# [Testo fornito]
****************

La locuzione si riferisce ad un'espressione che la leggenda
vuole affiorasse, a mo' di avvertimento, sulle labbra di un servitore veneto
posto a guardia di un bastone ligneo ceduto da alcuni lestofanti al credulone
tenore Nicola Grimaldi, come appartenuto al santo padre putativo di Gesú. Il
settecentesco tenore espose nel suo palazzo il bastone e vi pose a guardia un
suo servitore con il compito di rammentare ai visitatori di non sottrarre, a
mo' di sacre reliquie, minuti pezzetti (frecole) della verga, insomma di non
sfregolarla o sfruculià.
Normalmente, a mo' di ammonimento, la locuzione è usata come
imperativo preceduta da un corposo NON.

****************

# [Materiale raccolto]
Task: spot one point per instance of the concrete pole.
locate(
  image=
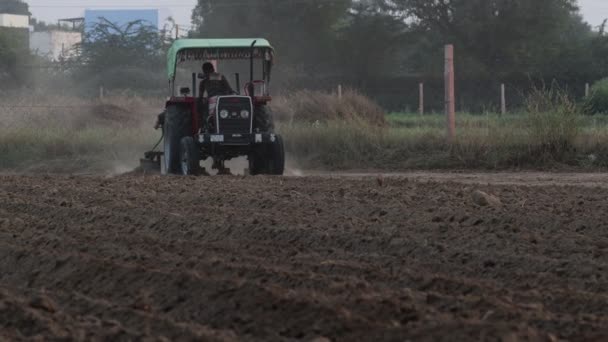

****************

# [Compiti da svolgere]
1. Spiega, in base al testo sulla locuzione, perché il tenore mise un suo servitore a guardia del bastone.
2. Riporta dal testo sulla locuzione il passo che va da "La locuzione si" a "sfregolarla o sfruculià.".

# [Soluzioni per compito]
1. Il servitore aveva il compito di ricordare ai visitatori di non sottrarre dal bastone minuti pezzetti (frecole), come fossero sacre reliquie. In pratica doveva impedire che lo sfregolassero.

2.
La locuzione si riferisce ad un'espressione che la leggenda
vuole affiorasse, a mo' di avvertimento, sulle labbra di un servitore veneto
posto a guardia di un bastone ligneo ceduto da alcuni lestofanti al credulone
tenore Nicola Grimaldi, come appartenuto al santo padre putativo di Gesú. Il
settecentesco tenore espose nel suo palazzo il bastone e vi pose a guardia un
suo servitore con il compito di rammentare ai visitatori di non sottrarre, a
mo' di sacre reliquie, minuti pezzetti (frecole) della verga, insomma di non
sfregolarla o sfruculià.